Prompt
Could you copy exactly the line that contains "Could you point out the linen" and every line after it to the end of the records, and nothing more?

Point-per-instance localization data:
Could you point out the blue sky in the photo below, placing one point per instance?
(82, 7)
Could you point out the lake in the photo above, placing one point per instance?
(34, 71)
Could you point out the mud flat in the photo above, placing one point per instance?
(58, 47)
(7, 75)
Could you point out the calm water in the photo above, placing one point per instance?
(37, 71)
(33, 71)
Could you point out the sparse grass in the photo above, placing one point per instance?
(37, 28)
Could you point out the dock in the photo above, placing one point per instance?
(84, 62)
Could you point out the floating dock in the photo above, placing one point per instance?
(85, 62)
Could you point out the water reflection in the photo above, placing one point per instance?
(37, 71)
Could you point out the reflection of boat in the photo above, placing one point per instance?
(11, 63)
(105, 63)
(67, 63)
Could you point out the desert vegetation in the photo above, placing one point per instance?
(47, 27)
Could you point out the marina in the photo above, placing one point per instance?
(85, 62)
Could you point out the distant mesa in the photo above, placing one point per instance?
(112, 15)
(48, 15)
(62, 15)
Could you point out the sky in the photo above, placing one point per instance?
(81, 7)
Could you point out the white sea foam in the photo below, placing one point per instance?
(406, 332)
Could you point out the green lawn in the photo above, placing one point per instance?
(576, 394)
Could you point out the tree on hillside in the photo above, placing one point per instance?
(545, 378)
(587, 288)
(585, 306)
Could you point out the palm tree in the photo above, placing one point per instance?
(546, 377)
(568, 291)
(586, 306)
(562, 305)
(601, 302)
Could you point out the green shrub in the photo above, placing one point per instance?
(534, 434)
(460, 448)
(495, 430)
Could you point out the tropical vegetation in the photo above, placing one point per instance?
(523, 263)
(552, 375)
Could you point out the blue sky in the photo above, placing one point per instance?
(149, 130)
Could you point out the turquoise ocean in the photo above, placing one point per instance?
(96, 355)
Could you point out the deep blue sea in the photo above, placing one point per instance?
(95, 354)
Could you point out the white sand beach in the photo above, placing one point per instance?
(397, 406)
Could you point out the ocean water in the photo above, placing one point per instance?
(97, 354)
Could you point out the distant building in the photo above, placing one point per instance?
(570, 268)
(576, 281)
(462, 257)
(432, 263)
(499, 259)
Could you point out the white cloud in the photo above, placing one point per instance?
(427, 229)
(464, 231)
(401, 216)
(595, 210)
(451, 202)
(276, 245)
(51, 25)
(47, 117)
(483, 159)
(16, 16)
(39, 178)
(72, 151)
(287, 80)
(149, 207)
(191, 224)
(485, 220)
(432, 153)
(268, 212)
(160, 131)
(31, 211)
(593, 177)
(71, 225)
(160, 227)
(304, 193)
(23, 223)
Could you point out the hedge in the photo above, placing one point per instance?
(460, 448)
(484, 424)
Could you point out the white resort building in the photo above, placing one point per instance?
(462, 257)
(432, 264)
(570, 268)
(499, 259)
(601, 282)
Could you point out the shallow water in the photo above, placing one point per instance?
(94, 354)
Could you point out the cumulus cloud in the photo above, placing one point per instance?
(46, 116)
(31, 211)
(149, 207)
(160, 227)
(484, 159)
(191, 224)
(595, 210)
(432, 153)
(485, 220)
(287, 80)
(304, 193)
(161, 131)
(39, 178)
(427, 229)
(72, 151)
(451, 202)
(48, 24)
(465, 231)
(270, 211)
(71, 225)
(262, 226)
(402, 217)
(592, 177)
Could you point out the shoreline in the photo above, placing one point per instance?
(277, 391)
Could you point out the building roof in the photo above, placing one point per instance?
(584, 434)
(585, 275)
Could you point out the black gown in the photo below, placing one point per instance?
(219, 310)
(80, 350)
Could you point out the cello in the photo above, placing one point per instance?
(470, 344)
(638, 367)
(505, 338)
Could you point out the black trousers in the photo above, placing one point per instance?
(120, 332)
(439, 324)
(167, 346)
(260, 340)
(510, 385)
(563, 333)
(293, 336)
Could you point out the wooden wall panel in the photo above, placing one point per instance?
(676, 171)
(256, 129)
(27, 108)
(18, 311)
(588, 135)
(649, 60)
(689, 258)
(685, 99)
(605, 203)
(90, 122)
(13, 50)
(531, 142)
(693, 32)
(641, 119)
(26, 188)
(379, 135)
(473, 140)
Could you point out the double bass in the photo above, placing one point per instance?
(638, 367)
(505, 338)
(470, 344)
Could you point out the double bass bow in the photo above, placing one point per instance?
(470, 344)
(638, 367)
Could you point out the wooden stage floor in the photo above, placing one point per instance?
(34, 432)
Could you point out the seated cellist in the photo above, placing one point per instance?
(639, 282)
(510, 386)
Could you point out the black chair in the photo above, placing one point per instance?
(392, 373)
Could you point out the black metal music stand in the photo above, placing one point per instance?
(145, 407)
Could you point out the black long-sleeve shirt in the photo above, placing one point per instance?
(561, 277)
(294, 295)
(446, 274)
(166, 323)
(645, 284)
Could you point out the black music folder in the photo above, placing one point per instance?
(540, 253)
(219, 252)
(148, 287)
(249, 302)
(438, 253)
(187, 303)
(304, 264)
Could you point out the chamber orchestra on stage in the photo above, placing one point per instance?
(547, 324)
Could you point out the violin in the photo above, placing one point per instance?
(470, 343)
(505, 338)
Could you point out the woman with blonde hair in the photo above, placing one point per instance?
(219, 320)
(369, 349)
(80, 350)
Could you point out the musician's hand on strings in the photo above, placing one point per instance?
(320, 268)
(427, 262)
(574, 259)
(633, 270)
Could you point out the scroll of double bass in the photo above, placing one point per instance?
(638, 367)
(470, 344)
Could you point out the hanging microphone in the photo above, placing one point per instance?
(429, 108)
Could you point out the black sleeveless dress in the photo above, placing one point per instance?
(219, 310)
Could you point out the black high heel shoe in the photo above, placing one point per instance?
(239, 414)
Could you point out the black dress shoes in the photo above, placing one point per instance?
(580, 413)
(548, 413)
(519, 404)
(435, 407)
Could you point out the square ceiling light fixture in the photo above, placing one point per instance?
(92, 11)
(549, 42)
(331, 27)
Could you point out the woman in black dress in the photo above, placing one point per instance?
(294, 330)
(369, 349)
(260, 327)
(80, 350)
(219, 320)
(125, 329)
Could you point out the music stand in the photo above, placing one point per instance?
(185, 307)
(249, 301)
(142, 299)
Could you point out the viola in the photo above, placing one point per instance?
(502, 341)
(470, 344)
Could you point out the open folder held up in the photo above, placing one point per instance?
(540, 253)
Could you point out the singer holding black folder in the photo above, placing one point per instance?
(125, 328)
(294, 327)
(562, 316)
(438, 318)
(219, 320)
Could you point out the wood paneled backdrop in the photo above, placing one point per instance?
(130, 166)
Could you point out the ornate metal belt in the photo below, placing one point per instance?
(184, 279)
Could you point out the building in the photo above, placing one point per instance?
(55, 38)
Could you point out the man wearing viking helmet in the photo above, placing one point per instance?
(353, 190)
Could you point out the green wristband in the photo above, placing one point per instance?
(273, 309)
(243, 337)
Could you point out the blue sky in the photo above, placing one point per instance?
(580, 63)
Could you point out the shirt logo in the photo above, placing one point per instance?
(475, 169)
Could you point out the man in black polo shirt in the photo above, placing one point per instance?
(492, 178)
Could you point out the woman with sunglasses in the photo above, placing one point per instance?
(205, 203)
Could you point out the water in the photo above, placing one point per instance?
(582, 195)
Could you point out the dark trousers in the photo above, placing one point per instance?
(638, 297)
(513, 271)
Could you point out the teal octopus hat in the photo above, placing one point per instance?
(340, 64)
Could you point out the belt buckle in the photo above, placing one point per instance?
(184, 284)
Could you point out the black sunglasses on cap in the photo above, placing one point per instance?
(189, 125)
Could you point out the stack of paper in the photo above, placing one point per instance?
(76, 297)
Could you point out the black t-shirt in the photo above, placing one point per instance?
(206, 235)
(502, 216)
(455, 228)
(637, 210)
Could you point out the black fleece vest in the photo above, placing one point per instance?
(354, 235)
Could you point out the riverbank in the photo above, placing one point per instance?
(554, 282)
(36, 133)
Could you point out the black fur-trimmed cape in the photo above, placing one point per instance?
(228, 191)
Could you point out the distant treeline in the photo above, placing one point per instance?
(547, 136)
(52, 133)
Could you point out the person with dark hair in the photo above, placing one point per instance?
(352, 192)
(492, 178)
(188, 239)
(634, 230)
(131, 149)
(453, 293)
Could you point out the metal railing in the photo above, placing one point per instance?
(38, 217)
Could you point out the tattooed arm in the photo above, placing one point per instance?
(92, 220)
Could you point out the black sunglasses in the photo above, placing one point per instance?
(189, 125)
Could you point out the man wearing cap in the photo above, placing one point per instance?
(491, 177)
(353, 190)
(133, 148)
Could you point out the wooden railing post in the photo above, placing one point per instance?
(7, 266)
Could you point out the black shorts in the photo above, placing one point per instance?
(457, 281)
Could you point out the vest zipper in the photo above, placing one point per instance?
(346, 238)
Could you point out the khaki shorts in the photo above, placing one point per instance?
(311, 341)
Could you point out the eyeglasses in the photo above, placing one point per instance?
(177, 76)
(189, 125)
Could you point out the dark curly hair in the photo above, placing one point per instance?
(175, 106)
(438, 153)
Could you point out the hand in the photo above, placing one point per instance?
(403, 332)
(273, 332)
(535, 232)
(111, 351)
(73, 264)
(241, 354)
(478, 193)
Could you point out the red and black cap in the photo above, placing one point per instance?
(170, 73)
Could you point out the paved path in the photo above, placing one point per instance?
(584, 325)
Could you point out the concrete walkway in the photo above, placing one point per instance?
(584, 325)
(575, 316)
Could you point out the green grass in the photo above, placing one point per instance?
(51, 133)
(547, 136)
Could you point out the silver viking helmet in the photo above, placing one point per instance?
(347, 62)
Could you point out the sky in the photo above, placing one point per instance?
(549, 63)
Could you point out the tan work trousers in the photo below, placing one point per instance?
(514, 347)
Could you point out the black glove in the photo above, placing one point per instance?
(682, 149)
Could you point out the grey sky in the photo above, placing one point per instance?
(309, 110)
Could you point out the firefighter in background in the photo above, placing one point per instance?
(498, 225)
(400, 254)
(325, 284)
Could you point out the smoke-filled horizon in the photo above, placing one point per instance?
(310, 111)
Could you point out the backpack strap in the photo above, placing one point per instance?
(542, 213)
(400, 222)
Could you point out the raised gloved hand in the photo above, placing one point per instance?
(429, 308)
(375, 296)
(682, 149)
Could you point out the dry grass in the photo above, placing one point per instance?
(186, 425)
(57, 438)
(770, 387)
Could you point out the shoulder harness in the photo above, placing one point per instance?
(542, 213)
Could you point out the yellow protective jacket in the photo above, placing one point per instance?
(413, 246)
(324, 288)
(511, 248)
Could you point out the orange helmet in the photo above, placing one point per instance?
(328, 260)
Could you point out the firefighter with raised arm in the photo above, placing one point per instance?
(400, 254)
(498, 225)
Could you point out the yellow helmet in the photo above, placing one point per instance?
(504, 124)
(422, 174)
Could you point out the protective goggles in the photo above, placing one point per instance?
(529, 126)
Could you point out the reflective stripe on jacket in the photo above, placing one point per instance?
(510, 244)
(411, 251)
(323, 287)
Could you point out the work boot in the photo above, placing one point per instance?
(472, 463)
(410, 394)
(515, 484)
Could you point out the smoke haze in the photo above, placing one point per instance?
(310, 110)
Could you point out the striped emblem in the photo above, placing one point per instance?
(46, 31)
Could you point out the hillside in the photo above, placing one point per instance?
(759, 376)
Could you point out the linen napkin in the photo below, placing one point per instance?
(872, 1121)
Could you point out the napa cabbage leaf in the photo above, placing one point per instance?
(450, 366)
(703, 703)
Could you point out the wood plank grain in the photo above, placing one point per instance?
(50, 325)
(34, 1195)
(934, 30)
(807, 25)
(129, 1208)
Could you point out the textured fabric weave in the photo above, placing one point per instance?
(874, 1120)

Exercise solution
Could you point out the linen napkin in the photo below, placing one point per instance?
(872, 1121)
Could you point out the napa cabbage leaf in the photo above, placing one point per instance?
(450, 366)
(703, 703)
Could you point out the wood plank grain in the photo above, placing one point per instance?
(50, 325)
(34, 1195)
(934, 30)
(807, 25)
(129, 1208)
Could you point out the textured fabric weave in the photo above, placing one point per instance?
(874, 1120)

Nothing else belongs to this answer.